Brief ▸ Reproduce the records below in full and word for word, excluding pictures.

Natural language region descriptions:
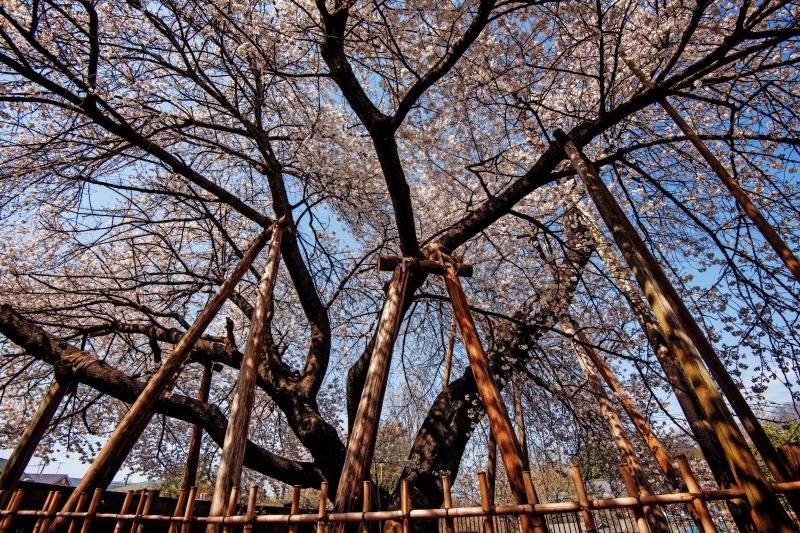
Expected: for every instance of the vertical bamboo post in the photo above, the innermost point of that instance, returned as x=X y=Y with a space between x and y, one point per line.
x=73 y=522
x=499 y=421
x=296 y=506
x=33 y=433
x=250 y=517
x=361 y=442
x=196 y=440
x=449 y=523
x=178 y=514
x=742 y=198
x=231 y=509
x=230 y=464
x=676 y=324
x=790 y=453
x=130 y=428
x=13 y=506
x=583 y=499
x=405 y=504
x=633 y=491
x=152 y=496
x=92 y=510
x=537 y=521
x=38 y=525
x=323 y=507
x=751 y=424
x=126 y=503
x=486 y=503
x=694 y=489
x=189 y=511
x=143 y=496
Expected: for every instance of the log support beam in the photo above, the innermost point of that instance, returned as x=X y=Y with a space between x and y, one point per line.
x=230 y=465
x=673 y=317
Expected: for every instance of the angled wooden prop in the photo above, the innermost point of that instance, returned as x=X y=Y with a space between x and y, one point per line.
x=33 y=433
x=770 y=234
x=193 y=455
x=361 y=443
x=671 y=313
x=124 y=437
x=230 y=465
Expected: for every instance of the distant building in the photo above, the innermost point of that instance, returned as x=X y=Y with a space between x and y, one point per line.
x=62 y=480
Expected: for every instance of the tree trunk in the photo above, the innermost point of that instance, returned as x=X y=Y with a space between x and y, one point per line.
x=655 y=518
x=695 y=417
x=230 y=465
x=130 y=428
x=193 y=455
x=499 y=420
x=767 y=511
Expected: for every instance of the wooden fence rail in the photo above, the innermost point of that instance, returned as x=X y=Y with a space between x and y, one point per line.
x=184 y=519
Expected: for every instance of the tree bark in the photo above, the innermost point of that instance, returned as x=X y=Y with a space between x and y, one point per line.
x=695 y=417
x=767 y=512
x=361 y=444
x=230 y=466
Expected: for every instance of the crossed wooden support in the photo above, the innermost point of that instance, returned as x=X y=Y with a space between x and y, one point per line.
x=362 y=437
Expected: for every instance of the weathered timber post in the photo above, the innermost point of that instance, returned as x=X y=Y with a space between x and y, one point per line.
x=361 y=444
x=761 y=441
x=742 y=198
x=692 y=410
x=33 y=433
x=624 y=446
x=130 y=428
x=583 y=499
x=766 y=510
x=193 y=455
x=644 y=429
x=499 y=421
x=230 y=464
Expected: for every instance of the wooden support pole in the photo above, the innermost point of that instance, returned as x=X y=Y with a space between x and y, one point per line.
x=740 y=406
x=296 y=505
x=126 y=503
x=230 y=464
x=323 y=507
x=405 y=504
x=231 y=509
x=13 y=506
x=189 y=511
x=130 y=428
x=196 y=440
x=173 y=526
x=152 y=496
x=250 y=515
x=695 y=416
x=644 y=429
x=33 y=433
x=700 y=509
x=92 y=510
x=449 y=523
x=486 y=503
x=633 y=491
x=608 y=411
x=767 y=512
x=742 y=198
x=499 y=421
x=387 y=263
x=361 y=443
x=143 y=496
x=583 y=499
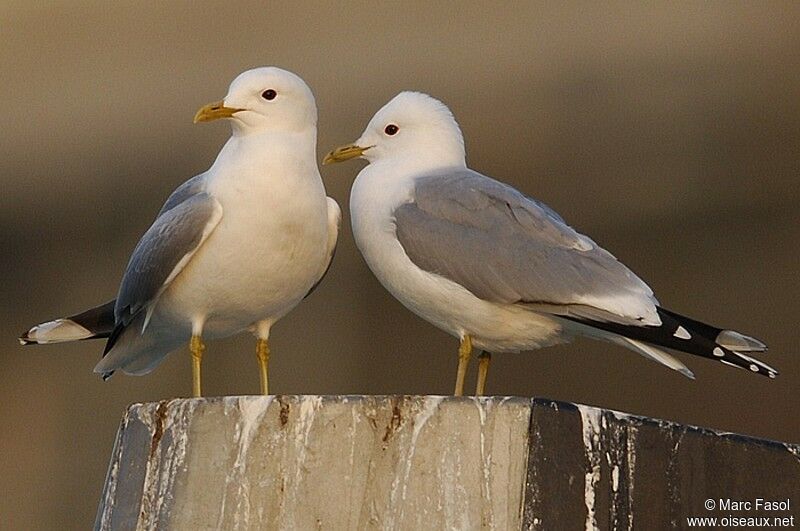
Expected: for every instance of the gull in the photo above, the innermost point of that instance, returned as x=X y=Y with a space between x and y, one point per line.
x=498 y=270
x=234 y=248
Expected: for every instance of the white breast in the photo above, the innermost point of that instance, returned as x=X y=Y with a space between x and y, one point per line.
x=265 y=254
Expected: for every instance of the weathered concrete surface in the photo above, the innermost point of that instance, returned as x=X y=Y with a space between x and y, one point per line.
x=319 y=463
x=310 y=462
x=591 y=468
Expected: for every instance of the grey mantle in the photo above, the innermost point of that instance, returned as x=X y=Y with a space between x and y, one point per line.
x=427 y=462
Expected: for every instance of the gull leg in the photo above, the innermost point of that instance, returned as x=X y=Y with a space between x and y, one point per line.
x=484 y=358
x=464 y=352
x=196 y=347
x=262 y=353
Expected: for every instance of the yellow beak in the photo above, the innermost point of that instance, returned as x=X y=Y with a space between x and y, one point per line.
x=344 y=153
x=214 y=111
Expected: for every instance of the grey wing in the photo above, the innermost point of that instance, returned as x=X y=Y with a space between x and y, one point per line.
x=187 y=190
x=334 y=220
x=163 y=252
x=505 y=247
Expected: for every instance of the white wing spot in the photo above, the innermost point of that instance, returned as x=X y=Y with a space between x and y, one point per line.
x=682 y=333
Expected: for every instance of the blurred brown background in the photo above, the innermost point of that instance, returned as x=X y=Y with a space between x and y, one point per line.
x=669 y=134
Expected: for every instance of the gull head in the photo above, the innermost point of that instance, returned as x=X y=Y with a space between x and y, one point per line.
x=413 y=128
x=264 y=99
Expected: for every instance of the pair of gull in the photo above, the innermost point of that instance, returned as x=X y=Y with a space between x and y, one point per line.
x=237 y=247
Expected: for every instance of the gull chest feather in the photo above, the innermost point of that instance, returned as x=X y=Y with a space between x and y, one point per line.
x=264 y=255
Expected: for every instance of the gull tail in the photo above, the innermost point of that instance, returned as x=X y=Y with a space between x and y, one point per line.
x=681 y=333
x=95 y=323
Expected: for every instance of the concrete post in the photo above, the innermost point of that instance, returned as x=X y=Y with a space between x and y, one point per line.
x=420 y=462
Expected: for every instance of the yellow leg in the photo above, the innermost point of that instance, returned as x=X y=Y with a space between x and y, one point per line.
x=483 y=372
x=262 y=352
x=464 y=352
x=196 y=347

Task output ▸
Expected: for every instance of the vertical bamboo post in the photo above, the innermost point of that instance, returned as x=X y=Y with a space between x and y, one point per line.
x=73 y=522
x=499 y=421
x=296 y=506
x=33 y=433
x=250 y=517
x=361 y=442
x=196 y=440
x=449 y=523
x=178 y=514
x=742 y=198
x=231 y=509
x=230 y=464
x=676 y=324
x=790 y=453
x=130 y=428
x=13 y=506
x=583 y=499
x=405 y=504
x=633 y=491
x=152 y=496
x=92 y=510
x=537 y=521
x=38 y=525
x=323 y=507
x=751 y=424
x=126 y=503
x=486 y=503
x=694 y=489
x=189 y=511
x=143 y=496
Expected: for every instance of the log support beam in the photo above, the innermost point of that instance, returned as x=X y=Y with a space between x and y, one point per line.
x=230 y=465
x=673 y=317
Expected: for every instance of the angled wooden prop in the photo above, the innermost point of that instance, returned as x=X y=Y with a space between x and y, one point per line.
x=33 y=433
x=770 y=234
x=193 y=455
x=361 y=443
x=671 y=313
x=124 y=437
x=230 y=465
Expected: for every instance of the distant building in the photo above, the innermost point of that instance, returned as x=X y=Y with a space between x and y, one point per line.
x=62 y=480
Expected: for every instance of the tree trunk in the photo above, the innermost point of that instance, returned as x=X y=Y with a space between x and y, one point per line.
x=655 y=518
x=695 y=417
x=230 y=465
x=130 y=428
x=193 y=455
x=499 y=420
x=767 y=511
Expected: for every instance of the wooden fence rail in the photo above, the innermost point of that instance, returned as x=X y=Y with a space between x and y, one point per line.
x=184 y=519
Expected: for every instance of the tree bark in the photo above, the innermost point of that instance, returned as x=X y=Y with a space between x and y, one point per line.
x=695 y=417
x=767 y=512
x=361 y=444
x=230 y=466
Expected: for every instance of the crossed wooden support in the photo above, the innermost point of that instance, returned as x=X y=Y with a space between x and y, one point per line.
x=362 y=437
Expected: for every instance of the weathered timber post in the photo above, the innermost point of that instance, returned as x=X y=Y with a space between x and y, one point per line.
x=361 y=444
x=761 y=441
x=742 y=198
x=692 y=410
x=33 y=433
x=624 y=446
x=130 y=428
x=583 y=499
x=766 y=510
x=193 y=455
x=644 y=429
x=499 y=421
x=230 y=464
Expected: for every instance of the wooden support pole in the photo above, the innermost point of that instance, returned as x=X y=Y with a space between x and y, one point per line.
x=740 y=406
x=296 y=505
x=126 y=503
x=230 y=464
x=323 y=507
x=405 y=504
x=231 y=509
x=13 y=506
x=189 y=511
x=130 y=428
x=196 y=440
x=173 y=526
x=152 y=496
x=250 y=515
x=695 y=416
x=644 y=429
x=33 y=433
x=700 y=509
x=92 y=510
x=449 y=523
x=486 y=503
x=633 y=491
x=608 y=411
x=767 y=512
x=742 y=198
x=499 y=421
x=387 y=263
x=361 y=443
x=143 y=496
x=583 y=499
Expected: for every instance of the gull in the photo above, the innermost point of that instance, returned as x=X y=Y with a space between x and y, one point per line.
x=498 y=270
x=234 y=248
Expected: for every instance of the white breast in the photo above, the innermost point of that instance, returned as x=X y=Y with a space between x and y, one point per line.
x=265 y=254
Expected: for every instance of the weathered concrete surface in the photo above, the innermost point of that instance, returned as x=X y=Y with a space between x and y, one point per line.
x=319 y=463
x=310 y=462
x=591 y=468
Expected: for every instance of the grey mantle in the photo above, the innermost point of that instance, returned as x=X y=Y with a space between x and y, one point per line.
x=427 y=462
Expected: for every instance of the gull leg in the photo above, the innermost point of that instance, returned as x=X y=Y with a space between x and y, one point per line.
x=484 y=358
x=464 y=352
x=196 y=347
x=262 y=353
Expected: for every instance of the yellow beak in the photo above, the innermost point of that instance, returned as x=X y=Y with a space between x and y, one point per line.
x=344 y=153
x=214 y=111
Expected: for every instance of the grey wing in the photo above, the innermost point of that instance, returned as x=X y=Y with a space between x and y, one point per line.
x=187 y=190
x=334 y=220
x=163 y=252
x=505 y=247
Expected: for every instance of the white wing spot in the photo above, the innermost point of that instance, returned as x=X y=Y with a space between x and y, one point per line.
x=682 y=333
Expected: for every instance of the blurred brown background in the photo above, the innermost point of that instance, returned as x=X y=Y with a space between x and y, one point per line.
x=669 y=134
Expected: for every instance of the gull head in the photo above, the innermost point of that instance, returned as x=X y=Y with a space between x and y, one point per line.
x=413 y=128
x=264 y=99
Expected: for every instance of the pair of gull in the photo above, the innermost point of that instance, returned as x=X y=Y with a space between x and y, one point per line.
x=237 y=247
Expected: for every instance of the gull chest feather in the photo above, the innermost point of that instance, returned as x=X y=Y with a space between x and y, one point per line.
x=264 y=255
Expected: for every instance of the gull tail in the photo above, the innermost point of that instance, returned as x=X y=Y with a space between x and y, one point per line.
x=681 y=333
x=95 y=323
Expected: for every instance of the concrete post in the photo above, the innermost point of that instance, returned as x=X y=Y with a space between x and y, one point per line.
x=420 y=462
Expected: for every instance of the yellow leg in the photo above, the innermost point of that instance, returned as x=X y=Y with a space between x and y, one point per line.
x=483 y=372
x=262 y=352
x=464 y=352
x=196 y=347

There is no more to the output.